> _Task goal_: Would you write out the entries below, every one of them, exactly?

>> BEGIN

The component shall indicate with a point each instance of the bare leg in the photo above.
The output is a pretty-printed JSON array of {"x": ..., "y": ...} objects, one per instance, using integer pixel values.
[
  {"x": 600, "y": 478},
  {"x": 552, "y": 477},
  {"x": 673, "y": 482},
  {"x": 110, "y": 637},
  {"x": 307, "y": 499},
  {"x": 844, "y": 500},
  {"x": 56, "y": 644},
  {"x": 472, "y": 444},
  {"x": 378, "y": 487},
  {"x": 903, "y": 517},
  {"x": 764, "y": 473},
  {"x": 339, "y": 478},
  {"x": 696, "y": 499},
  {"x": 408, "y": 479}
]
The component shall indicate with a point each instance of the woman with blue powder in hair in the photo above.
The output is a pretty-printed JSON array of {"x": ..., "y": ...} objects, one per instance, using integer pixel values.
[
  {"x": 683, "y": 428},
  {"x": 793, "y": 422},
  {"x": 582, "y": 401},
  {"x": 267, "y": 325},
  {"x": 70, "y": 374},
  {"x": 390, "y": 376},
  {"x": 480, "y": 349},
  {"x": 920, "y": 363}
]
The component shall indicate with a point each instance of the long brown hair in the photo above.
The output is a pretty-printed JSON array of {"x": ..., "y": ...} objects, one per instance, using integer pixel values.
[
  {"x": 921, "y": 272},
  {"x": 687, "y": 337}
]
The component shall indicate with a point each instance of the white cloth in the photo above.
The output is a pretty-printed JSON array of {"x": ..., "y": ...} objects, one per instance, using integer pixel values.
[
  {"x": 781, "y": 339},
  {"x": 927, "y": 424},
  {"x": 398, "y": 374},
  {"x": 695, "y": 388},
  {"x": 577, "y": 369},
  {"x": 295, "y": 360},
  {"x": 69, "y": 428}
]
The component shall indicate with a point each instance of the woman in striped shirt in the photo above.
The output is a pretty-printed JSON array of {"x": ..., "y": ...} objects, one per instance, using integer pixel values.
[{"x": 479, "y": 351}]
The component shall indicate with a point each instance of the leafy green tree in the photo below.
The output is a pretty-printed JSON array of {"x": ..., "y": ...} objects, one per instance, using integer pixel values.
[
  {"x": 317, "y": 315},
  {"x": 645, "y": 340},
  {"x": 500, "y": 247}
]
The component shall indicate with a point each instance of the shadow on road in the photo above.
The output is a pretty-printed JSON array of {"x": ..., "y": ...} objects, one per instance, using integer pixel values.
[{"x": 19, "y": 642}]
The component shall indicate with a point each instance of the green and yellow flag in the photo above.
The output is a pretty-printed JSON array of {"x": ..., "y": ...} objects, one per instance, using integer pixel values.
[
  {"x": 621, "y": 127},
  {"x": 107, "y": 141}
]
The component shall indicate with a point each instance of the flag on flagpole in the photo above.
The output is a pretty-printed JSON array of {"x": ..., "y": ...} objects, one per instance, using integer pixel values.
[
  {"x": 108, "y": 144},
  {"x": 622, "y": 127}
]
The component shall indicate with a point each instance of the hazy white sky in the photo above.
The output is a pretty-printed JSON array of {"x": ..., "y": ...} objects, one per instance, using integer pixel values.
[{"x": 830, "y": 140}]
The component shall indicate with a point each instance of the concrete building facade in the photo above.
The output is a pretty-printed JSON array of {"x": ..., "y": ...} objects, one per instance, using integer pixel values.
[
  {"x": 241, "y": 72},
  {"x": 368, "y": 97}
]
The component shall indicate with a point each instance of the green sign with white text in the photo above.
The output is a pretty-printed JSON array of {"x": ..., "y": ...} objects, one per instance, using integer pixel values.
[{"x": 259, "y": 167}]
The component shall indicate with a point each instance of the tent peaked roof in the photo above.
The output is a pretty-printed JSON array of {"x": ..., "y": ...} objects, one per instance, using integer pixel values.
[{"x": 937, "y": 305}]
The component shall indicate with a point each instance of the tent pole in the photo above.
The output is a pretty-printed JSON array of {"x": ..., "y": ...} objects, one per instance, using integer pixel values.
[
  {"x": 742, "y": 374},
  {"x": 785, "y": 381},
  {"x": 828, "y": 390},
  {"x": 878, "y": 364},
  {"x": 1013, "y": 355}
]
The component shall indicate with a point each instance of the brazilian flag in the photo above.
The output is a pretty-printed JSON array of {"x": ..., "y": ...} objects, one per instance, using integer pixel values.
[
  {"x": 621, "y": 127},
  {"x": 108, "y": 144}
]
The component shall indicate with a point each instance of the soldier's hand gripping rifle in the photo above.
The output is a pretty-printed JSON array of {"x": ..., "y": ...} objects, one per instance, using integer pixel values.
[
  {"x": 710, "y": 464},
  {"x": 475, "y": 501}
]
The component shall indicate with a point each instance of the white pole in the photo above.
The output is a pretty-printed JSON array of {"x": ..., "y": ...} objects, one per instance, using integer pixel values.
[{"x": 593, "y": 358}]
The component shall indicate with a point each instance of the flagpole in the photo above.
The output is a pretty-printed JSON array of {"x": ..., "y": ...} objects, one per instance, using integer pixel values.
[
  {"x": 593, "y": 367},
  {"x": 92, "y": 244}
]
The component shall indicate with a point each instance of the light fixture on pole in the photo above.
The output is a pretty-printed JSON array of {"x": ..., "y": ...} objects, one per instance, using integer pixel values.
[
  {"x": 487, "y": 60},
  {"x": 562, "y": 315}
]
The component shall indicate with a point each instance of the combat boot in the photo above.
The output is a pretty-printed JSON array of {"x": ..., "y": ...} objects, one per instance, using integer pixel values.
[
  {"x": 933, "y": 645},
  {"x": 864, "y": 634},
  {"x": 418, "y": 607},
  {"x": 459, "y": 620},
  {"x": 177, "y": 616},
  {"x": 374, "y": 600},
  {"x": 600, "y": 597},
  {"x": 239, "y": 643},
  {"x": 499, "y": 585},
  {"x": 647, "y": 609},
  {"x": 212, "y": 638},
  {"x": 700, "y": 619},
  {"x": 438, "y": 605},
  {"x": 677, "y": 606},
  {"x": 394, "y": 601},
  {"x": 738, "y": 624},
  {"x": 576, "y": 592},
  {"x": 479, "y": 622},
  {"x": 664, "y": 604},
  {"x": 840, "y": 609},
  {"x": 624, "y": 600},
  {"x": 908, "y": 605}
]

>> END

> _Correct answer_:
The component shall indicate with a point each instance of the bare leg in the photo above.
The output is a pretty-printed JSON array of {"x": ..., "y": ...} objects, one per instance, using integer pixel values.
[
  {"x": 600, "y": 478},
  {"x": 552, "y": 477},
  {"x": 673, "y": 482},
  {"x": 110, "y": 637},
  {"x": 307, "y": 499},
  {"x": 844, "y": 500},
  {"x": 56, "y": 644},
  {"x": 472, "y": 444},
  {"x": 378, "y": 487},
  {"x": 903, "y": 517},
  {"x": 764, "y": 473},
  {"x": 339, "y": 478},
  {"x": 696, "y": 499},
  {"x": 408, "y": 479}
]
The component shall indicate with a point each instance of the woman with blue powder in hair in the photo above.
The output is a pretty-printed JSON array of {"x": ..., "y": ...} objects, one per instance, using integer pixel values.
[
  {"x": 683, "y": 428},
  {"x": 793, "y": 422},
  {"x": 582, "y": 401},
  {"x": 267, "y": 325},
  {"x": 70, "y": 374},
  {"x": 390, "y": 376},
  {"x": 480, "y": 349},
  {"x": 920, "y": 363}
]
The component shall indicate with a point each instance of the long brown hair in the photo above.
The output is a pretty-printed JSON array of {"x": ..., "y": ...} objects, one per instance, using integer pixel values.
[
  {"x": 921, "y": 272},
  {"x": 687, "y": 337}
]
The component shall indicate with a point each instance of the white cloth in the photo above.
The output is a pretty-printed JSON array of {"x": ..., "y": ...} objects, one per instance, using integer pixel values.
[
  {"x": 781, "y": 339},
  {"x": 927, "y": 424},
  {"x": 398, "y": 374},
  {"x": 695, "y": 388},
  {"x": 577, "y": 369},
  {"x": 295, "y": 360},
  {"x": 69, "y": 428}
]
The component shall indicate with a point each instance of the woman in striped shirt in the photo above.
The output is a pretty-printed JSON array of {"x": ..., "y": ...} objects, one per instance, using integer pixel values.
[{"x": 479, "y": 351}]
The component shall indicate with a point each instance of the leafy green tree in the photo below.
The output is a pretty-printed JSON array of {"x": ..., "y": ...} objects, one per instance, using integer pixel values.
[
  {"x": 317, "y": 315},
  {"x": 645, "y": 340},
  {"x": 500, "y": 247}
]
The component shall indicate with a point each instance of the shadow on road in the photo above.
The output is a pretty-printed JSON array of {"x": ..., "y": ...} objects, one per instance, using integer pixel values.
[{"x": 19, "y": 642}]
The component shall indicate with a point each instance of the green and yellow flag in the photo above.
The output is a pretty-printed JSON array of {"x": ..., "y": ...} objects, one per instance, using integer pixel values.
[
  {"x": 621, "y": 127},
  {"x": 107, "y": 141}
]
The component shall indicate with a point each instance of the flag on flagpole in the photo above.
The output is a pretty-printed JSON array of {"x": ..., "y": ...} objects, one per instance, using integer pixel values.
[
  {"x": 108, "y": 144},
  {"x": 622, "y": 127}
]
The component shall indicate with a point each instance of the hazy white sky in the photo above.
The output is a pretty-printed JSON array of {"x": ..., "y": ...} objects, one per instance, using integer pixel values.
[{"x": 830, "y": 140}]
The component shall indicate with a point each instance of the concrete building facade in the photo above.
The output is a pretty-printed JSON array of {"x": ..., "y": ...} objects, one per instance, using integer pixel values.
[
  {"x": 241, "y": 72},
  {"x": 368, "y": 97}
]
The component shall indicate with a point each instance of the green sign with white text in the photo above.
The output is a pretty-printed JSON array of {"x": ..., "y": ...} objects, one per instance, using integer pixel values.
[{"x": 259, "y": 167}]
The component shall indicate with a point each instance of the tent peaked roof in the photo above.
The output is a pretty-printed JSON array of {"x": ..., "y": ...} objects, one per instance, using integer pixel values.
[{"x": 937, "y": 305}]
The component shall indicate with a point each instance of the tent pole in the photo above.
The output is a pretty-printed JSON array of {"x": ..., "y": ...} objects, one per instance, using integer pixel values.
[
  {"x": 742, "y": 374},
  {"x": 785, "y": 381},
  {"x": 828, "y": 390},
  {"x": 878, "y": 364},
  {"x": 1013, "y": 355}
]
The component shall indicate with a point each instance of the brazilian flag in the photo above.
The output is a pretty-printed JSON array of {"x": ..., "y": ...} objects, one per instance, using integer pixel values.
[
  {"x": 621, "y": 127},
  {"x": 108, "y": 144}
]
The component shall indicate with a point each instance of the soldier's hand gripping rifle in the photo above.
The output is a pretty-printed JSON array of {"x": ..., "y": ...} objects, one per instance, using integer pixel values.
[
  {"x": 710, "y": 464},
  {"x": 475, "y": 501}
]
The component shall indicate with a point each instance of the white pole in the photo above.
The output is a pretty-printed JSON array of {"x": ..., "y": ...} objects, one per instance, using integer pixel values.
[{"x": 593, "y": 358}]
The component shall indicate with a point each instance of the flagpole in the photo above.
The output is a pretty-printed JSON array of {"x": ..., "y": ...} objects, one per instance, using integer pixel values.
[
  {"x": 593, "y": 367},
  {"x": 92, "y": 244}
]
The component shall indicate with a point each instance of the light fixture on pole in the photo above.
The output is a pretty-printed JSON array of {"x": ..., "y": ...} objects, one per instance, using integer pixel values.
[
  {"x": 487, "y": 60},
  {"x": 562, "y": 315}
]
The component shall indicate with a point each instance of the combat boot in the photo above.
The output is a pretty-printed JSON array of {"x": ..., "y": ...} objects, one per instance, using integer pixel values.
[
  {"x": 933, "y": 645},
  {"x": 864, "y": 634},
  {"x": 418, "y": 607},
  {"x": 459, "y": 620},
  {"x": 177, "y": 616},
  {"x": 374, "y": 600},
  {"x": 600, "y": 597},
  {"x": 239, "y": 643},
  {"x": 499, "y": 585},
  {"x": 647, "y": 609},
  {"x": 212, "y": 638},
  {"x": 700, "y": 619},
  {"x": 438, "y": 605},
  {"x": 677, "y": 606},
  {"x": 394, "y": 601},
  {"x": 738, "y": 624},
  {"x": 576, "y": 592},
  {"x": 479, "y": 622},
  {"x": 664, "y": 604},
  {"x": 840, "y": 609},
  {"x": 624, "y": 600},
  {"x": 908, "y": 605}
]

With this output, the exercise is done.